**Texte source**:
Regarder le monde depuis l'Afrique : la nouvelle aspiration du Collège de France

La chaire d’Histoire et archéologie des mondes africains a fait son entrée début octobre au Collège de France, montrant une volonté de mettre en lumière une période faste de l’Afrique subsaharienne pourtant méconnue.

De Paul Chigioni
Photographies de Narvikk
Publication 24 oct. 2019, 18:14 CEST
L’église Saint-Georges à Lalibela, En Éthiopie.
L’église Saint-Georges à Lalibela, En Éthiopie.
PHOTOGRAPHIE DE Narvikk

« Nous sommes dans la capitale d’un royaume prospère. Sur les marchés, on paye les grosses quantités en monnaie d’or, les petites en coquillages. » C’est ainsi que François-Xavier Fauvelle, spécialiste de l’Afrique médiévale, a commencé sa leçon inaugurale de la nouvelle chaire de l’Histoire et archéologie des mondes africains au Collège de France. C’est la première fois que ce domaine de recherche accède à une chaire permanente au sein de l’institution de pointe de l’enseignement supérieur français. Le Collège de France s’inscrit donc dans la continuité d’une de ses missions historique établies sous François Ier en 1530, qui est d’enseigner des disciplines non encore admises à la faculté.

Bien que l’Histoire des mondes africains soit déjà enseignée dans quelques universités françaises comme à Paris I Panthéon Sorbonne, cette nouvelle chaire montre notamment qu’il existe un intérêt croissant de nos sociétés contemporaines pour cette histoire jusqu’à maintenant majoritairement méconnue ou mal connue. 

Thomas Römer, titulaire de la chaire Milieux biblique au Collège de France, introduisant la leçon inaugurale de son désormais collègue François-Xavier Fauvelle, évoque une première raison de ce déni d’historicité : « L’histoire coloniale de la France y est, sans doute, pour quelque chose ».

Francois-Xavier Fauvelle, prenant le relais lors de son discours, mentionne quelques exemples visibles de cette méconnaissance. Il évoque notamment la folklorisation de la culture africaine faite par certains musées ou reportages. Elle peut être liée à une mentalité générale réduisant trop souvent l’Afrique au « continent des origines » en oubliant de considérer son histoire à la période médiévale et moderne.

Alors l’entrée de cette chaire au collège de France pourrait mettre un peu plus sous les projecteurs ce domaine de recherche qui est également en manque de subvention. François-Xavier Fauvelle l’avait déjà évoqué dans une interview pour National Geographic : « Malheureusement, très peu de financements sont alloués à la recherche archéologique en Afrique. Il y a un très grand retard dans le domaine archéologique. »

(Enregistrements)
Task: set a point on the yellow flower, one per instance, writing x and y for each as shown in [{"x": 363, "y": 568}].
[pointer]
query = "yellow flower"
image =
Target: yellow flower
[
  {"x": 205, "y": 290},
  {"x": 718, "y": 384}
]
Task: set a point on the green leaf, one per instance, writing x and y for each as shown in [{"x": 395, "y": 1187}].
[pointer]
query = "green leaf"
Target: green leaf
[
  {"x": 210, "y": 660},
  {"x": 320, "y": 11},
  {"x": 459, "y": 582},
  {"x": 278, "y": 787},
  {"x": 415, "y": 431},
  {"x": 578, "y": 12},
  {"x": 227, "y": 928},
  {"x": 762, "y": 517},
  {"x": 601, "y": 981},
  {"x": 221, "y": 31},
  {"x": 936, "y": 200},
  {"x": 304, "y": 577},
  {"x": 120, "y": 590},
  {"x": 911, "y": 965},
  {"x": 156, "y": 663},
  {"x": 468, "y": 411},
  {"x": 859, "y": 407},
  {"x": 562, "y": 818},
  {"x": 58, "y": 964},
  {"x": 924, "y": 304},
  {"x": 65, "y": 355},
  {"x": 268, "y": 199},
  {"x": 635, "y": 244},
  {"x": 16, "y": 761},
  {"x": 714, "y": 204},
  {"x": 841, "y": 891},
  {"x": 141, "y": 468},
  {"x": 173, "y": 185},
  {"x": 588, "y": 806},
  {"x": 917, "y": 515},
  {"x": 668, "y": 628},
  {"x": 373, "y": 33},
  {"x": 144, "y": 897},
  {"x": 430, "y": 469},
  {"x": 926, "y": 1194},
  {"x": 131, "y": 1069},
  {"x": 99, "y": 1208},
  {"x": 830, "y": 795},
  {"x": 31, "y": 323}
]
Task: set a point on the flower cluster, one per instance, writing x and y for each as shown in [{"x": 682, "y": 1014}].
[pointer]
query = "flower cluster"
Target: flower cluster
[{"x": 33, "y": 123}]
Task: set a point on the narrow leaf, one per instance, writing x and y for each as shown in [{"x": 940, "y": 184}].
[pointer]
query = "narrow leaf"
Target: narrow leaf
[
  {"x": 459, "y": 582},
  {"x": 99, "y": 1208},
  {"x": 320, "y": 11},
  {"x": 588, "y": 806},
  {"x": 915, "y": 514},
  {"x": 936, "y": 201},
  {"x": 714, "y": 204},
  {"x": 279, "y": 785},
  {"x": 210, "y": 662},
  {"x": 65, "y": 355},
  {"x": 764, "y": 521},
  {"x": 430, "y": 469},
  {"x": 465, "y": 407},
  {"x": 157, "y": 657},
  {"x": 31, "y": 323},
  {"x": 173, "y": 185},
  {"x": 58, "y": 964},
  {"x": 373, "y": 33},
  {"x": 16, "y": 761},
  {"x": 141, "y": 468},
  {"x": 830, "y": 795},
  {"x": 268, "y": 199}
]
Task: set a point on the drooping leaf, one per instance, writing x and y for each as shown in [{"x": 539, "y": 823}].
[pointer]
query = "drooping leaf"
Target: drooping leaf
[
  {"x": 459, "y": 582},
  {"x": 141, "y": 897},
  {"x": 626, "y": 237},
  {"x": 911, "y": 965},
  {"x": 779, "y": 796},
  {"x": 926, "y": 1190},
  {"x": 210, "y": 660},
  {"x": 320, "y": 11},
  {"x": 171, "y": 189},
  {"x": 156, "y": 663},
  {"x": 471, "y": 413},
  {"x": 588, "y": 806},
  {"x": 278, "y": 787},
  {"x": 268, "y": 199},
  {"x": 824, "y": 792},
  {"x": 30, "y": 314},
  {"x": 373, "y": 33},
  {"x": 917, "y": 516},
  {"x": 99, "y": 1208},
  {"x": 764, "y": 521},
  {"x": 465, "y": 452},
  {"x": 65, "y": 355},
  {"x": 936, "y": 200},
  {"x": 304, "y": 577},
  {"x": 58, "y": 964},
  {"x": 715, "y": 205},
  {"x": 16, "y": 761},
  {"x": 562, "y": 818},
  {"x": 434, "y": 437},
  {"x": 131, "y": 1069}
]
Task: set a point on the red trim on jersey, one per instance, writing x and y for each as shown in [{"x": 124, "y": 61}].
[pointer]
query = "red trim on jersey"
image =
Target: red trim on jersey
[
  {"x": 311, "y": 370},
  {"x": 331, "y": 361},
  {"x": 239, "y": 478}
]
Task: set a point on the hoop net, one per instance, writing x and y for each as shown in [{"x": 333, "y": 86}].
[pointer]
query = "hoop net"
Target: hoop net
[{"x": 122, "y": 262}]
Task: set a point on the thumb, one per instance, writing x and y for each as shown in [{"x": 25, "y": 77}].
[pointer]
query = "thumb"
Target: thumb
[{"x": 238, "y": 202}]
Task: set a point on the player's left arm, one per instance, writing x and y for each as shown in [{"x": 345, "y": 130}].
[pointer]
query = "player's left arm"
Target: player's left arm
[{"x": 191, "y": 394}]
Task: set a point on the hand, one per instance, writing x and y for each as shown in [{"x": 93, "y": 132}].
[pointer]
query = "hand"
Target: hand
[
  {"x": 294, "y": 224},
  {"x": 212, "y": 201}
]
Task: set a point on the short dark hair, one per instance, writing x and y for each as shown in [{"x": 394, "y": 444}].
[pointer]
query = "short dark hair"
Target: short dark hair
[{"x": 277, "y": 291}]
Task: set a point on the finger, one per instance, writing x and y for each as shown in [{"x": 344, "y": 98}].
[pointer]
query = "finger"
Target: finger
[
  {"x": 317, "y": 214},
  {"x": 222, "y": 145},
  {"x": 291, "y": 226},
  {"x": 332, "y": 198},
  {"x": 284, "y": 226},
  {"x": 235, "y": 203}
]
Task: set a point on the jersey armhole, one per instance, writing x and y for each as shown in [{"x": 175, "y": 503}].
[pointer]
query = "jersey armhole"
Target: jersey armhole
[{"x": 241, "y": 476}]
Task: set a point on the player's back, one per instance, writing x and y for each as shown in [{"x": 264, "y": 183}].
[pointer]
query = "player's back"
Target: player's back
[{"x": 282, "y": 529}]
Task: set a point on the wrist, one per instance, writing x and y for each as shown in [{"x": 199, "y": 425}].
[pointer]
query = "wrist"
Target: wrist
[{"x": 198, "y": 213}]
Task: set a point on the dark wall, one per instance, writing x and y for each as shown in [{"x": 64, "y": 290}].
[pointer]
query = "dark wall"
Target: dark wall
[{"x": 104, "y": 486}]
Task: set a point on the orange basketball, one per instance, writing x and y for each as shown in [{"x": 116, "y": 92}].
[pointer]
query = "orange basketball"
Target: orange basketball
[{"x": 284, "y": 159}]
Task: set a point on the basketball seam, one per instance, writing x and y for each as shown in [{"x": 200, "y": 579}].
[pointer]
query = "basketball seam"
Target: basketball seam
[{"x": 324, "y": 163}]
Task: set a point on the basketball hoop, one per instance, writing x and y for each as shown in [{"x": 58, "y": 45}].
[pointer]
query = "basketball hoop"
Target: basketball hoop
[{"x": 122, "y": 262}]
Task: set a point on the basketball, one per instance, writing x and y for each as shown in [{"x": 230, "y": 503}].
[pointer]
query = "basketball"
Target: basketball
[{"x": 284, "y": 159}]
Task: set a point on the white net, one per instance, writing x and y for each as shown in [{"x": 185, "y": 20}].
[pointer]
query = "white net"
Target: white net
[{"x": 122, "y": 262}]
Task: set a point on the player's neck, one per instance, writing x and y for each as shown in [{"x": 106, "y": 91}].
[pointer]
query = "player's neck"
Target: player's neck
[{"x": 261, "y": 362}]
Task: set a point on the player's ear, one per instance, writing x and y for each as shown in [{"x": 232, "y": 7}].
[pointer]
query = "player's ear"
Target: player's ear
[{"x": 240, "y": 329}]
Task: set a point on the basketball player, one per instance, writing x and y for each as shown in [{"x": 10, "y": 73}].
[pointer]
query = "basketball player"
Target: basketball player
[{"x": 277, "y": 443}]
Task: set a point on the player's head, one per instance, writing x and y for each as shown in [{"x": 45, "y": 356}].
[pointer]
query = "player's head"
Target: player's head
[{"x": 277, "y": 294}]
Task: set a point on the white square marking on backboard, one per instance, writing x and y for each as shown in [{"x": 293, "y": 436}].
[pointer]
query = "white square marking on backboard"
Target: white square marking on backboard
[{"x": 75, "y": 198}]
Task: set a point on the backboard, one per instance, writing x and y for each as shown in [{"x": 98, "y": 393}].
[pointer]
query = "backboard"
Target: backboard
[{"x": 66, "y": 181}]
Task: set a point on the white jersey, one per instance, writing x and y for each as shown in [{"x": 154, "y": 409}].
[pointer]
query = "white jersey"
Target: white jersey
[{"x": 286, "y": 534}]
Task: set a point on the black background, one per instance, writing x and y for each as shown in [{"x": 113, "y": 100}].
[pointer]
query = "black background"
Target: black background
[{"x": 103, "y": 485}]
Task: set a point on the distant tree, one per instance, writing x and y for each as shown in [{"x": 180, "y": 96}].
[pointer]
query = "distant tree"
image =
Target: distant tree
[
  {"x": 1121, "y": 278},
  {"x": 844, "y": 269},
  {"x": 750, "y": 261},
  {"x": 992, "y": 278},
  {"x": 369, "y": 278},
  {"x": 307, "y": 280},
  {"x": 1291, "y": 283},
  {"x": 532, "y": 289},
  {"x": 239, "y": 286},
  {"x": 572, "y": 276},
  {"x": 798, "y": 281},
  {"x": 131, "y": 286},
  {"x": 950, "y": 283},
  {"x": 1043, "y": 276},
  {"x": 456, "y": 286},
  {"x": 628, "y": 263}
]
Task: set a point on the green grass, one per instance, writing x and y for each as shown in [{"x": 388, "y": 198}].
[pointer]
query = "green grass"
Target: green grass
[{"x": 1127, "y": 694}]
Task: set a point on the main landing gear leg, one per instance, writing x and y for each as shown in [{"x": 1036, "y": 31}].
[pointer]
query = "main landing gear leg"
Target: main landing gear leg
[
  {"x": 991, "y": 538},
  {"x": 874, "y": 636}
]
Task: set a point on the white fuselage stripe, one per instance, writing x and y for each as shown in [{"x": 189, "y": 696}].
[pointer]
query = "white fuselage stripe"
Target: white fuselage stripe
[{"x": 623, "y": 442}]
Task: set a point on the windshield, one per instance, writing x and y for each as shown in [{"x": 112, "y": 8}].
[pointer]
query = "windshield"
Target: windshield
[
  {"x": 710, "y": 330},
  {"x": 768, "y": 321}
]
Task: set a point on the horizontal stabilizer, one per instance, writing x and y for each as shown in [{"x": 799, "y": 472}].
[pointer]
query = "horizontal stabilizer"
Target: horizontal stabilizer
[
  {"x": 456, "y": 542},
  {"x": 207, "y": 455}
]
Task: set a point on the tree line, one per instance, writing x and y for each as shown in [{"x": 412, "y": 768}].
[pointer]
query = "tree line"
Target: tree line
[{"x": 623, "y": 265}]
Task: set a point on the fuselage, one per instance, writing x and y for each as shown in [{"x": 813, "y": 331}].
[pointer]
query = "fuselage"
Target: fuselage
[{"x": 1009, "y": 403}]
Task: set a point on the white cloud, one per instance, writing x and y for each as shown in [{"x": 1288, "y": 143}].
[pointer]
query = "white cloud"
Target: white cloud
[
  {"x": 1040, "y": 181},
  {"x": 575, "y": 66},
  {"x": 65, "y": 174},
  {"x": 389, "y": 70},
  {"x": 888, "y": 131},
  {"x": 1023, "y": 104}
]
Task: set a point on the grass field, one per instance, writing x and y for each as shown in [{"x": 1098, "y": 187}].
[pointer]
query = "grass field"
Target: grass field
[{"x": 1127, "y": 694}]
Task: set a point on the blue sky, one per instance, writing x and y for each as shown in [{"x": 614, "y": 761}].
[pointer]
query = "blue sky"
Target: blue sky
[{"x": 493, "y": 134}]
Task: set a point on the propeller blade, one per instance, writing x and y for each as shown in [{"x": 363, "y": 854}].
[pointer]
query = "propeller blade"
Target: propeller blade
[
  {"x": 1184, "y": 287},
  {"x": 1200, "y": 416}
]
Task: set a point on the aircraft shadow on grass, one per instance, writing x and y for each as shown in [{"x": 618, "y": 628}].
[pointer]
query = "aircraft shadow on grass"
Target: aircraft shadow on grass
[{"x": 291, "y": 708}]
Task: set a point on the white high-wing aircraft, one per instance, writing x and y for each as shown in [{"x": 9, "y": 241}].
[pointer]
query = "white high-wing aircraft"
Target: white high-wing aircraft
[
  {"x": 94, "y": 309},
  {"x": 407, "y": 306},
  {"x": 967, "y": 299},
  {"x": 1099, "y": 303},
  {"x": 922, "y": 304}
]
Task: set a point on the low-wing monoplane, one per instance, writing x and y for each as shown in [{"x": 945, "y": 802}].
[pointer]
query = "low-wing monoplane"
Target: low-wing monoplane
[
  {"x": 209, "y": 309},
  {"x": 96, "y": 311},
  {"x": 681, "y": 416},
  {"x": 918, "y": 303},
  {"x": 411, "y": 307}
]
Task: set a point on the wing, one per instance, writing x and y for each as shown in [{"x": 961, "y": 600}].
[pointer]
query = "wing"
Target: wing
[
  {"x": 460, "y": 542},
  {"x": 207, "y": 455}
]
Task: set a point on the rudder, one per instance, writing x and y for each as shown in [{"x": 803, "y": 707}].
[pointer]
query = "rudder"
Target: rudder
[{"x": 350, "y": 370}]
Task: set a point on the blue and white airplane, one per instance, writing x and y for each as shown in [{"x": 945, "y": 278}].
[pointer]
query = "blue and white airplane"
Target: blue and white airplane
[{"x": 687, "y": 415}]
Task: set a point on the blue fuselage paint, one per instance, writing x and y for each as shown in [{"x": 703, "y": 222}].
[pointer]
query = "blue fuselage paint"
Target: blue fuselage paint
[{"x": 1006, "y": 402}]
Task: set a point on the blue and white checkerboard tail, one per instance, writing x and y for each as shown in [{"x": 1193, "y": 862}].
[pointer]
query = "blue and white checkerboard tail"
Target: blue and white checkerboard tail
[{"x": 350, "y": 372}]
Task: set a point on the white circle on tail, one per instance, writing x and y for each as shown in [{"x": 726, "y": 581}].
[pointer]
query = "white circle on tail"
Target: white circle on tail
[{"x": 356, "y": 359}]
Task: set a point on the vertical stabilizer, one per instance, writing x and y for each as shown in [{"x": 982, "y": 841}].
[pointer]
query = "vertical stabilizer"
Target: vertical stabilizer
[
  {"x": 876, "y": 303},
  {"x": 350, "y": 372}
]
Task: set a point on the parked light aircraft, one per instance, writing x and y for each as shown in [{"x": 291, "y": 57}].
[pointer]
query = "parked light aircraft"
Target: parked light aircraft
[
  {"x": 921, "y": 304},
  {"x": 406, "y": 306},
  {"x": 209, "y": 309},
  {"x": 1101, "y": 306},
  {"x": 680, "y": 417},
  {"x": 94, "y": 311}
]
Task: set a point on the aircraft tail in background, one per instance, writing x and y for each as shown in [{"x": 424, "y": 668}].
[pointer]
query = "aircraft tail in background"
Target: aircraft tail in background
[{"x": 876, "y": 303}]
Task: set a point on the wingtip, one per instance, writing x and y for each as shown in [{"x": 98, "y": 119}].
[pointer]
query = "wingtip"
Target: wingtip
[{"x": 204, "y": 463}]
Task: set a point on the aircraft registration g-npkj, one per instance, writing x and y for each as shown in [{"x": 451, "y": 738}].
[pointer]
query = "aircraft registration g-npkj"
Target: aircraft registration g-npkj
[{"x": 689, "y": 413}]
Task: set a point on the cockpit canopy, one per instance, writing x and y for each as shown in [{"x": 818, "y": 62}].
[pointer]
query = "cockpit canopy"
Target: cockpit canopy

**Consigne**: Dans l'article sur la nouvelle chaire du Collège de France, relevez toutes les personnes dont le prénom et le nom de famille sont indiqués.

**Réponse rédigée**: Paul Chigioni, François-Xavier Fauvelle, Thomas Römer